- Records from a point labeling set:
_ _ _ _ _

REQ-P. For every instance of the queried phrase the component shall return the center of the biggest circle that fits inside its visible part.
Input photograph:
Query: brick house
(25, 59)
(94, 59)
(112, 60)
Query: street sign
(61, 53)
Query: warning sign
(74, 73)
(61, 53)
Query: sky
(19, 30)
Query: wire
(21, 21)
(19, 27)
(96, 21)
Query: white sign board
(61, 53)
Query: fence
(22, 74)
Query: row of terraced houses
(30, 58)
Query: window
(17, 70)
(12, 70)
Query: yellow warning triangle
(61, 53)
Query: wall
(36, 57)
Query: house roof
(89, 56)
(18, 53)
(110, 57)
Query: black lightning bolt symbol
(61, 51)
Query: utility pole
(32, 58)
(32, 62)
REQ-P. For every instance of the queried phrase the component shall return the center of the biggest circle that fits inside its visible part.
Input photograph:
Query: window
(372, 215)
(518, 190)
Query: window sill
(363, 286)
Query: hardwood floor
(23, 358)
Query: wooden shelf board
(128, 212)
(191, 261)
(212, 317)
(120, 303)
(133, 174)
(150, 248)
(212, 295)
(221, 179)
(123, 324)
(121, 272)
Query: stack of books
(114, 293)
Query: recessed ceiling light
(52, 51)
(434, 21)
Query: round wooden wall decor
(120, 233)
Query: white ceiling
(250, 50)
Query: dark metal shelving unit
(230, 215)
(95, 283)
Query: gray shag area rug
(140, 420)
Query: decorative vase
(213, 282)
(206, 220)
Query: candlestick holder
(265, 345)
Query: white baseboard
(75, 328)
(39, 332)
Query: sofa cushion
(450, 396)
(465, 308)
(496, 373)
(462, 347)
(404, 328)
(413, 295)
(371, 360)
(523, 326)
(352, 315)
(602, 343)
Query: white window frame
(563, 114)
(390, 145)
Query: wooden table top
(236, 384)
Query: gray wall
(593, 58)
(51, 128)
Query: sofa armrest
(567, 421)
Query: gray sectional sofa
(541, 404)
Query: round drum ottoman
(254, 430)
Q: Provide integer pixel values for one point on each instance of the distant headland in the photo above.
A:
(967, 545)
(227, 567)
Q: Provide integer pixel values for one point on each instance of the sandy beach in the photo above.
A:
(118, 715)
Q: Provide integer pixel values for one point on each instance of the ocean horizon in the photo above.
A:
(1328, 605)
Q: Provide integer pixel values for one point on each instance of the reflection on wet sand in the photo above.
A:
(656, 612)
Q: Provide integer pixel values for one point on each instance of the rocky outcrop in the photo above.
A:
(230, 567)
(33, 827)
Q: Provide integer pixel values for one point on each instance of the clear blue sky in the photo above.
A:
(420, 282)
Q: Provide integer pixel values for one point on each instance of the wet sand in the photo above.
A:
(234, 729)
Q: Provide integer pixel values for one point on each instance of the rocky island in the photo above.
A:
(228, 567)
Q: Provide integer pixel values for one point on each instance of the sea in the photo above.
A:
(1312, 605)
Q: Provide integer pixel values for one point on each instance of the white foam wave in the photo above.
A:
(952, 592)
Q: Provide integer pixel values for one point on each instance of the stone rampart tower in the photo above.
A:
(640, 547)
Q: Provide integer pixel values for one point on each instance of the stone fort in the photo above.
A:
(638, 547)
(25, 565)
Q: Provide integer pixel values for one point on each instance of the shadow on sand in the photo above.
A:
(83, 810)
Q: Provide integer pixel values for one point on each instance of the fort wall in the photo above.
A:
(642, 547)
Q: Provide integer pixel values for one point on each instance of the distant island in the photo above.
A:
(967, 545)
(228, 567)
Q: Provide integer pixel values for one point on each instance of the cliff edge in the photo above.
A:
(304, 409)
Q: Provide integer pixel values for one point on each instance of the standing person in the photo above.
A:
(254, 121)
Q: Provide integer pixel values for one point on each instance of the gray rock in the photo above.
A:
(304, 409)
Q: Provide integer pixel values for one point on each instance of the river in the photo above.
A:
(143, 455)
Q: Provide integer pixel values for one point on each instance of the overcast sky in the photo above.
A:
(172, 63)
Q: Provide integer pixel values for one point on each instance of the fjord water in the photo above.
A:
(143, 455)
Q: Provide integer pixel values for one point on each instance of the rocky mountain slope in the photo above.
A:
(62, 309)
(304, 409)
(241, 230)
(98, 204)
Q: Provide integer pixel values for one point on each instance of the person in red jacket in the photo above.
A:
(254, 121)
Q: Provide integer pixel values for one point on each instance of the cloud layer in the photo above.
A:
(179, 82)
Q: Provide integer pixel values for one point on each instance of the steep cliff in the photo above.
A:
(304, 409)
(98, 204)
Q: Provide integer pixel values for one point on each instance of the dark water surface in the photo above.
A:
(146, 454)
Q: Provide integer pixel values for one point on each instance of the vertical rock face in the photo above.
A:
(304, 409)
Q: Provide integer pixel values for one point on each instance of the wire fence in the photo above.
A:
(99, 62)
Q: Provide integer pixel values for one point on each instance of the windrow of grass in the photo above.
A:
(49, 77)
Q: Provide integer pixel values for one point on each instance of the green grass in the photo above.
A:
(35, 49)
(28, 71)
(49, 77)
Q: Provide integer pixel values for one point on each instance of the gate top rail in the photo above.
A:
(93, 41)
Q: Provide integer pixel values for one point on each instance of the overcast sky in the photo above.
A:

_ _ _ _ _

- Task objective: Type the material above out again, exactly.

- Task result:
REQ-P. For every instance of the queried phrase the component shall return the center of the biggest circle that fits inside its visible part.
Input photograph:
Query: brick house
(25, 59)
(94, 59)
(112, 60)
Query: street sign
(61, 53)
Query: warning sign
(74, 73)
(61, 53)
Query: sky
(19, 30)
Query: wire
(21, 21)
(19, 27)
(96, 21)
Query: white sign board
(61, 53)
Query: fence
(22, 74)
Query: row of terraced houses
(30, 58)
Query: window
(17, 70)
(12, 70)
Query: yellow warning triangle
(61, 53)
Query: wall
(36, 57)
Query: house roof
(89, 56)
(18, 53)
(110, 57)
Query: black lightning bolt symbol
(61, 51)
Query: utility pole
(32, 58)
(32, 62)
REQ-P. For every instance of the queried phrase the component shall return the center of the biggest circle that fits inside its visible part.
Input photograph:
Query: window
(372, 215)
(518, 190)
Query: window sill
(363, 286)
Query: hardwood floor
(23, 358)
Query: wooden shelf board
(128, 212)
(191, 261)
(212, 317)
(120, 303)
(133, 174)
(150, 248)
(212, 295)
(221, 179)
(123, 324)
(121, 272)
Query: stack of books
(114, 293)
Query: recessed ceiling light
(52, 51)
(434, 21)
Query: round wooden wall decor
(120, 233)
Query: white ceiling
(250, 50)
Query: dark metal shelving unit
(230, 215)
(95, 283)
Query: gray shag area rug
(140, 420)
Query: decorative vase
(213, 282)
(206, 220)
Query: candlestick holder
(265, 345)
Query: white baseboard
(75, 328)
(39, 332)
Query: sofa cushion
(450, 396)
(465, 308)
(496, 373)
(462, 347)
(404, 328)
(413, 295)
(371, 360)
(523, 326)
(352, 315)
(602, 343)
Query: white window frame
(563, 114)
(390, 145)
Query: wooden table top
(236, 384)
Query: gray wall
(593, 58)
(51, 128)
Query: sofa armrest
(567, 421)
Query: gray sectional sofa
(541, 404)
Query: round drum ottoman
(254, 430)
Q: Provide integer pixel values for one point on each instance of the distant headland in the photo above.
A:
(967, 545)
(227, 567)
Q: Provide integer pixel values for one point on each instance of the sandy beach in the photo above.
A:
(118, 715)
Q: Provide integer pixel values for one point on each instance of the ocean horizon in the photo above.
A:
(1328, 605)
Q: Provide integer pixel values for one point on each instance of the reflection on wet sand in the photo above.
A:
(656, 612)
Q: Provide integer pixel values for one point on each instance of the rocky outcrop in the photo above.
A:
(230, 567)
(33, 827)
Q: Provide integer pixel values for one point on each instance of the clear blue sky in the photo above.
A:
(420, 282)
Q: Provide integer pixel values for one point on each instance of the wet sand in the photo above.
A:
(234, 729)
Q: Provide integer pixel values for one point on each instance of the rocky island in the photo above.
A:
(228, 567)
Q: Provide integer pixel values for one point on each instance of the sea in the photo above.
A:
(1312, 605)
Q: Provide integer pixel values for one point on each instance of the white foam wave in the photo above.
A:
(952, 592)
Q: Provide integer pixel values for one point on each instance of the stone rampart tower in the photo above.
A:
(640, 547)
Q: Provide integer pixel values for one point on each instance of the stone fort in the photo above.
A:
(638, 547)
(25, 565)
Q: Provide integer pixel values for one point on each instance of the shadow on sand in the photo above.
A:
(83, 810)
Q: Provide integer pixel values for one point on each instance of the fort wall in the photo above.
A:
(642, 547)
Q: Provide integer pixel values for one point on each instance of the distant island in the photo above.
A:
(967, 545)
(228, 567)
Q: Provide integer pixel values for one point on each instance of the cliff edge in the photo above.
A:
(304, 409)
Q: Provide integer pixel values for one point on each instance of the standing person in the photo above.
A:
(254, 121)
Q: Provide integer pixel values for one point on each instance of the gray rock in the photo above.
A:
(304, 409)
Q: Provide integer pixel values for one point on each instance of the river in the photo above.
A:
(143, 455)
Q: Provide integer pixel values for one point on each instance of the overcast sky in the photo above.
A:
(172, 63)
Q: Provide integer pixel values for one point on each instance of the fjord water in the photo above.
A:
(143, 455)
Q: Provide integer pixel values for one point on each instance of the rocky mountain slope in the photo above.
A:
(62, 309)
(304, 409)
(241, 230)
(98, 204)
Q: Provide integer pixel values for one point on each instance of the person in red jacket in the photo above.
A:
(254, 121)
Q: Provide integer pixel values for one point on each instance of the cloud layer in the photo above.
A:
(179, 82)
Q: Provide integer pixel values for one point on each instance of the steep cliff in the photo above.
A:
(304, 409)
(98, 204)
Q: Provide integer pixel values for one point on each instance of the dark water surface in the photo above.
A:
(146, 454)
Q: Provide integer pixel values for one point on each instance of the vertical rock face in the photo above.
A:
(304, 409)
Q: Provide integer pixel values for one point on each instance of the wire fence in the photo above.
A:
(99, 62)
Q: Provide integer pixel values for one point on each instance of the windrow of grass in the photo above.
A:
(49, 77)
Q: Provide integer pixel values for one point on each instance of the green grass in the photo above.
A:
(35, 49)
(28, 71)
(49, 77)
Q: Provide integer pixel values for one point on each instance of the gate top rail in the photo above.
A:
(93, 41)
Q: Provide integer pixel values for one point on each instance of the overcast sky in the photo above.
A:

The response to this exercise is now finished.